*** The data ***

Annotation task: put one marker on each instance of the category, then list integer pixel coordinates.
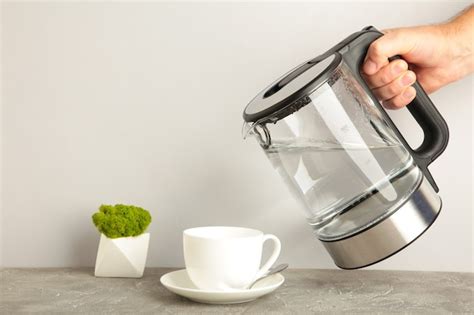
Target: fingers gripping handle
(274, 255)
(434, 127)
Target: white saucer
(179, 283)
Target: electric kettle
(366, 193)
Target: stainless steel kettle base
(390, 235)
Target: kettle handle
(435, 129)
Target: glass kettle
(366, 193)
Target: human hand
(434, 55)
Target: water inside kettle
(332, 179)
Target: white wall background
(141, 104)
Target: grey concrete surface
(304, 291)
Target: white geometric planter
(122, 257)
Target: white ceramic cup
(221, 258)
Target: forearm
(460, 31)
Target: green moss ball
(121, 220)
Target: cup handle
(273, 257)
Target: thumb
(393, 42)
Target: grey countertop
(304, 291)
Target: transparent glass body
(339, 158)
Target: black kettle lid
(290, 92)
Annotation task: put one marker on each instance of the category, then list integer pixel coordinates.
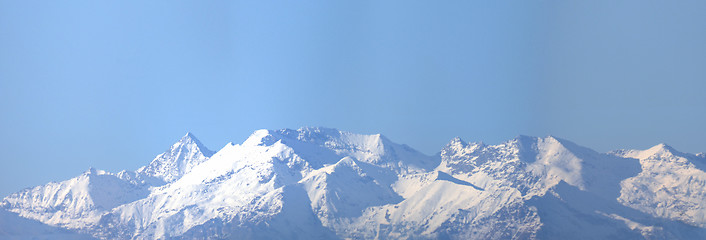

*** End of The data ***

Directions for this task: Please output the records exactly, leaving the pictures out.

Solution for this exercise:
Annotation task: put one marker on each instance of the category, then list integer pixel coordinates.
Target: fingers gripping handle
(274, 255)
(434, 127)
Target: white saucer
(179, 283)
Target: electric kettle
(366, 193)
Target: stainless steel kettle base
(390, 235)
Target: kettle handle
(435, 129)
Target: glass kettle
(366, 193)
Target: human hand
(434, 55)
Target: water inside kettle
(332, 179)
Target: white wall background
(141, 104)
Target: grey concrete surface
(304, 291)
Target: white geometric planter
(122, 257)
Target: white ceramic cup
(221, 258)
Target: forearm
(460, 31)
Target: green moss ball
(121, 220)
Target: cup handle
(273, 257)
Target: thumb
(393, 42)
Target: grey countertop
(304, 291)
Target: transparent glass body
(339, 158)
Target: black kettle lid
(290, 92)
Annotation task: put one marker on each instance of the category, then list integer pixel coordinates.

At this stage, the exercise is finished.